* [TASK GOAL]: Give back every record exactly, with its pictures left out.

* [SUPPLIED DATA]:
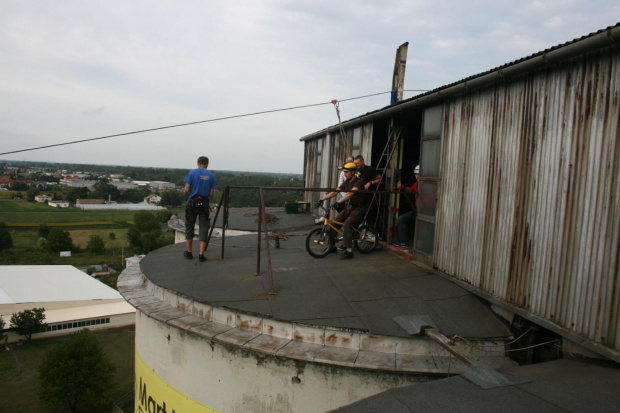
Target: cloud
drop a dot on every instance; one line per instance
(142, 65)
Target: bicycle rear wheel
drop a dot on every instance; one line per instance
(319, 243)
(366, 240)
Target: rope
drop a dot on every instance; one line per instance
(336, 104)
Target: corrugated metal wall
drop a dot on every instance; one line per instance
(335, 150)
(529, 205)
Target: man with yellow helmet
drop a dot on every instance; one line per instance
(357, 206)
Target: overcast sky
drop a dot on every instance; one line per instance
(73, 70)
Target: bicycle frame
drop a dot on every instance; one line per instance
(331, 222)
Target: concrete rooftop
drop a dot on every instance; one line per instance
(363, 294)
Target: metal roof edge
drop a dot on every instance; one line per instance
(594, 41)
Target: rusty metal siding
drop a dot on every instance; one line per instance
(529, 205)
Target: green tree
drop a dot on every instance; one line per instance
(133, 237)
(29, 322)
(163, 215)
(75, 372)
(6, 241)
(59, 240)
(44, 231)
(2, 329)
(95, 244)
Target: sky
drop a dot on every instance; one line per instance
(77, 70)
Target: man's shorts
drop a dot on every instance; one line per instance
(204, 223)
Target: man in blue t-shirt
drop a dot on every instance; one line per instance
(200, 183)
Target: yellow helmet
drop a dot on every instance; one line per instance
(349, 166)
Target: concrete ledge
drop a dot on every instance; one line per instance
(322, 345)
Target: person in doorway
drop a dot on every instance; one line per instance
(200, 183)
(356, 209)
(341, 178)
(408, 217)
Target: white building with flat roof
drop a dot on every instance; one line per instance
(72, 299)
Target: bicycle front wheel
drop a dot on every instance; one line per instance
(366, 239)
(319, 243)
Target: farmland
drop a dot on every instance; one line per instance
(23, 213)
(24, 218)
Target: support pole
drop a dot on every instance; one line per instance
(269, 267)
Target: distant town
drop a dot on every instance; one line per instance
(103, 186)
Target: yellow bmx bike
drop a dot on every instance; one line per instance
(320, 241)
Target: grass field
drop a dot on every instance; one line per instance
(19, 393)
(24, 212)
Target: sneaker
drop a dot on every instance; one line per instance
(346, 256)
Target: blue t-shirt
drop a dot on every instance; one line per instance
(201, 182)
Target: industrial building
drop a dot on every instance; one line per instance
(516, 241)
(71, 298)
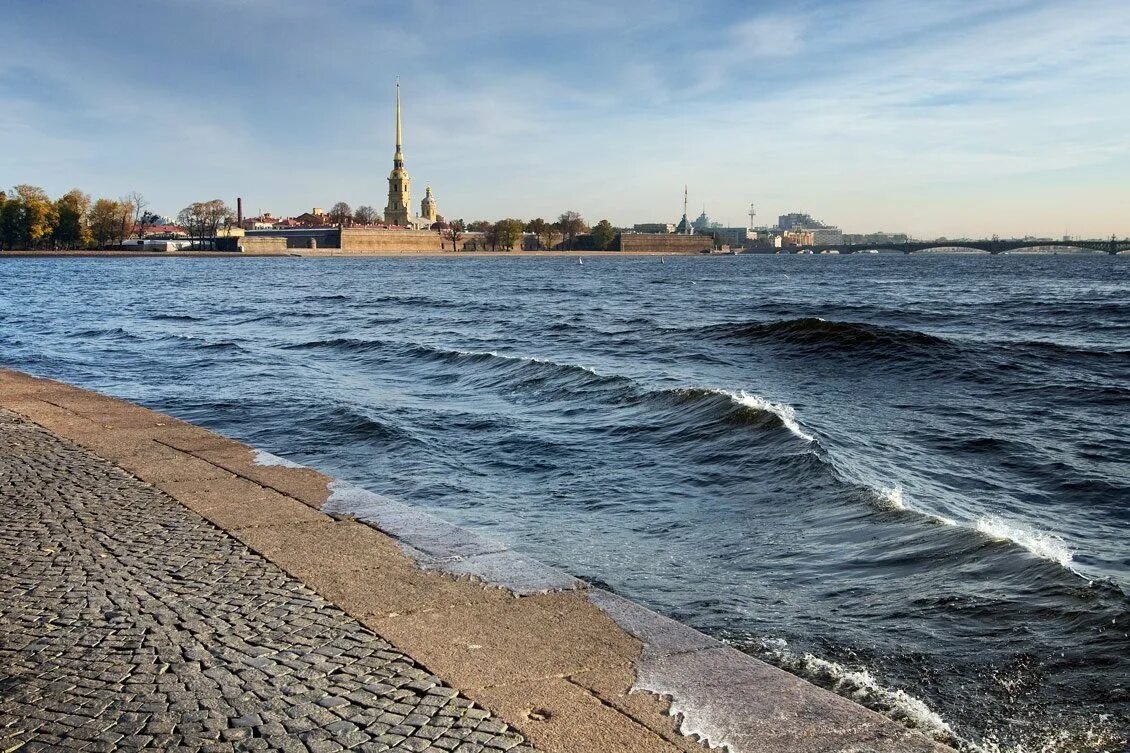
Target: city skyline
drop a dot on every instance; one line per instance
(964, 120)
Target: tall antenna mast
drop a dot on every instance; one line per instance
(685, 216)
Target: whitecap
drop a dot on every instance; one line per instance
(263, 458)
(1049, 546)
(893, 498)
(782, 410)
(861, 686)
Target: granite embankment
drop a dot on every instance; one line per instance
(166, 587)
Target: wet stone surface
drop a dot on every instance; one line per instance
(129, 622)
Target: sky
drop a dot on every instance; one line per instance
(940, 118)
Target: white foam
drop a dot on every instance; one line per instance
(263, 458)
(782, 410)
(893, 498)
(1049, 546)
(861, 686)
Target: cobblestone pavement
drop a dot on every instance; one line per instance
(128, 621)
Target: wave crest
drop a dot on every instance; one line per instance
(1049, 546)
(815, 331)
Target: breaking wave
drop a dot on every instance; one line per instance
(861, 686)
(815, 331)
(1049, 546)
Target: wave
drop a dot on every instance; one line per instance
(861, 686)
(163, 317)
(815, 331)
(784, 413)
(1049, 546)
(894, 498)
(344, 420)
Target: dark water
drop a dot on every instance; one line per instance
(940, 528)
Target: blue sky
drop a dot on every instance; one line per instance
(942, 118)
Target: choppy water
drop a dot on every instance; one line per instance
(903, 477)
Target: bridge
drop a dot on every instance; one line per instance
(992, 245)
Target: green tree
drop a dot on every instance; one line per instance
(37, 216)
(105, 222)
(365, 215)
(509, 232)
(541, 230)
(340, 214)
(202, 219)
(571, 225)
(454, 232)
(603, 234)
(10, 222)
(72, 230)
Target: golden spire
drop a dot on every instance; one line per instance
(400, 154)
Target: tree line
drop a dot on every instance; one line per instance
(501, 234)
(564, 232)
(31, 219)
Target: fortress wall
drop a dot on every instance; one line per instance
(268, 244)
(663, 242)
(379, 240)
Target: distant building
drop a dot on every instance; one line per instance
(399, 209)
(732, 236)
(703, 223)
(314, 218)
(797, 221)
(827, 236)
(801, 222)
(797, 237)
(427, 206)
(878, 239)
(653, 227)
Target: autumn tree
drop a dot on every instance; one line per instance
(107, 218)
(36, 216)
(340, 214)
(541, 230)
(72, 230)
(603, 234)
(10, 221)
(365, 215)
(203, 218)
(571, 225)
(139, 205)
(509, 232)
(453, 232)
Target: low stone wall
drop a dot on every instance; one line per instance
(262, 244)
(359, 240)
(573, 668)
(662, 242)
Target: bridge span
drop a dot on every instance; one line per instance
(992, 245)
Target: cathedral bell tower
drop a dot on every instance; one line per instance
(399, 207)
(427, 206)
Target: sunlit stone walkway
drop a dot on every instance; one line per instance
(128, 621)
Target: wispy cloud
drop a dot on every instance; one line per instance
(843, 107)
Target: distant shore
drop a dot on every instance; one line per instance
(330, 253)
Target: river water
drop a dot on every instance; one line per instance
(902, 477)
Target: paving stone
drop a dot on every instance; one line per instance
(130, 622)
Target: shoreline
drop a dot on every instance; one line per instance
(573, 667)
(336, 253)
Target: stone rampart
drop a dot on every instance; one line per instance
(373, 240)
(268, 244)
(663, 242)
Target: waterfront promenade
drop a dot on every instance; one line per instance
(167, 588)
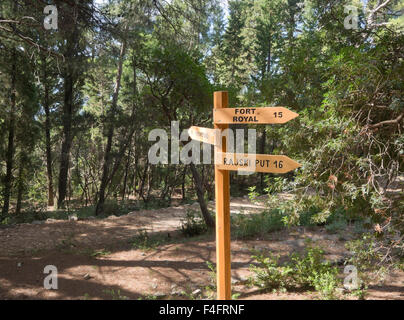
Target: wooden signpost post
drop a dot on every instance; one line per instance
(226, 162)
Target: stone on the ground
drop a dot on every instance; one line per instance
(73, 217)
(197, 291)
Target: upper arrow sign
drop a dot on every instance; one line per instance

* [RESULT FOR THIS TASK]:
Target: cloud
drop a dot on every instance; one line per instance
(142, 65)
Target: bicycle rear wheel
drop a dot on every instance; one line per instance
(319, 243)
(366, 240)
Target: rope
drop a dot on every instance; one line per instance
(336, 104)
Target: corrugated metal wall
drop a dot on every instance; one line per instance
(335, 150)
(529, 205)
Target: man with yellow helmet
drop a dot on every instance; one line per instance
(357, 206)
Target: overcast sky
drop a dot on every instance; one line per instance
(73, 70)
Target: bicycle frame
drop a dot on every instance; one line per instance
(331, 222)
Target: concrete rooftop
drop a dot on every instance; one line per instance
(363, 294)
Target: metal roof edge
drop a dot on every instance; one line per instance
(594, 41)
Target: rusty metal siding
drop a dot on every instance; one line per instance
(529, 205)
Target: green tree
drop a dot on every instance; one line per instance
(133, 237)
(29, 322)
(163, 215)
(75, 372)
(6, 241)
(59, 240)
(44, 231)
(2, 329)
(95, 244)
Target: sky
drop a dot on every instance; one line per instance
(77, 70)
Target: man's shorts
drop a dot on every instance; one line per instance
(204, 223)
Target: man in blue t-shirt
drop a dot on every instance; one line per instance
(200, 183)
Target: yellow helmet
drop a dot on every instance; one line per instance
(349, 166)
Target: concrete ledge
drop a dot on every instance; one line per instance
(322, 345)
Target: person in doorway
drop a dot on every instance; one line per instance
(200, 183)
(356, 209)
(341, 178)
(408, 217)
Target: white building with flat roof
drop a dot on every instance; one line per instance
(72, 299)
Target: bicycle front wheel
drop a dot on every instance; one line per instance
(366, 239)
(319, 243)
Target: farmland
drop a dot on every instance; one line per instance
(23, 213)
(24, 218)
Target: support pole
drop a dot on every instance; one line per instance
(269, 267)
Target: distant town
drop a dot on every instance; one line per instance
(103, 186)
Target: yellow bmx bike
drop a dot on every instance; one line per instance
(320, 241)
Target: grass field
drop a dot on every instance; one line per instance
(19, 393)
(24, 212)
Target: sneaker
drop a dot on every instance; one line per instance
(346, 256)
Target: blue t-shirt
drop a dot on every instance; one line per instance
(201, 182)
Target: industrial building
drop a dot on every instance; one line per instance
(516, 241)
(71, 298)
Target: city skyline
drop a dot on every instance; one line per instance
(964, 120)
Target: tall antenna mast
drop a dot on every instance; one line per instance
(685, 216)
Target: whitecap
drop a dot on every instance; one line per instance
(263, 458)
(1049, 546)
(893, 498)
(782, 410)
(861, 686)
Target: granite embankment
drop a dot on every instance; one line per instance
(166, 587)
Target: wet stone surface
drop a dot on every instance; one line per instance
(129, 622)
Target: sky
drop a dot on every instance; one line per instance
(940, 118)
Target: white foam
drop a dot on every instance; one line per instance
(263, 458)
(782, 410)
(893, 498)
(1049, 546)
(861, 686)
Target: cobblestone pavement
drop a dot on every instance; one line per instance
(128, 621)
Target: wave crest
drop a dot on every instance; one line per instance
(1049, 546)
(815, 331)
Target: breaking wave
drop a dot on every instance; one line per instance
(861, 686)
(815, 331)
(1049, 546)
Target: wave
drop a dot on every instance; one line per instance
(861, 686)
(163, 317)
(815, 331)
(784, 413)
(1049, 546)
(894, 498)
(344, 420)
Target: dark water
drop a dot on every instance; one line per instance
(940, 528)
Target: blue sky
drop a dot on every instance; one line per instance
(942, 118)
Target: choppy water
drop a dot on every instance; one line per instance
(903, 477)
Target: bridge
drop a dot on every instance; one line per instance
(992, 245)
Target: green tree
drop a dot on every instance; one line per instance
(37, 216)
(105, 222)
(365, 215)
(509, 232)
(541, 230)
(340, 214)
(202, 219)
(571, 225)
(454, 232)
(603, 234)
(10, 222)
(72, 230)
Target: golden spire
drop a dot on every instance; one line per instance
(400, 154)
Target: tree line
drop a dot on every instance; one line per instance
(501, 234)
(564, 232)
(31, 219)
Target: fortress wall
drop a dot on every instance; one line per instance
(268, 244)
(663, 242)
(379, 240)
Target: distant building
drop a dot on every instance; one line per instance
(399, 209)
(732, 236)
(703, 223)
(314, 218)
(797, 221)
(827, 236)
(801, 222)
(797, 237)
(427, 206)
(878, 239)
(653, 227)
Target: autumn tree
drop a dot on every instance; one line per instance
(107, 218)
(36, 216)
(340, 214)
(541, 230)
(72, 230)
(603, 234)
(10, 221)
(365, 215)
(203, 218)
(571, 225)
(139, 205)
(509, 232)
(453, 232)
Target: low stone wall
drop a dot on every instance; one line per instance
(262, 244)
(359, 240)
(573, 668)
(662, 242)
Target: bridge span
drop a dot on every instance; one line per instance
(992, 245)
Target: cathedral bell tower
drop a dot on every instance; one line per instance
(399, 207)
(427, 206)
Target: sunlit stone walkway
drop a dot on every instance; one line per instance
(128, 621)
Target: wispy cloud
drop a dot on every instance; one line per instance
(843, 107)
Target: distant shore
drop a dot on every instance; one line per instance
(330, 253)
Target: river water
drop a dot on every instance; one line per instance
(902, 477)
Target: paving stone
drop a dot on every instance; one line per instance
(130, 622)
Target: shoreline
drop a dot on every instance; one line per instance
(573, 667)
(336, 253)
Target: stone rampart
drop a dot on every instance; one line per instance
(373, 240)
(268, 244)
(663, 242)
Target: waterfront promenade
drop a dot on every instance; one line per instance
(167, 588)
Target: wooden signpost post
drop a dot on every instance; one line per instance
(226, 162)
Target: stone on the ground
drop a dot on every instance; one line per instance
(73, 217)
(197, 291)
Target: upper arrow sign
drop a dot on every instance; one line per instance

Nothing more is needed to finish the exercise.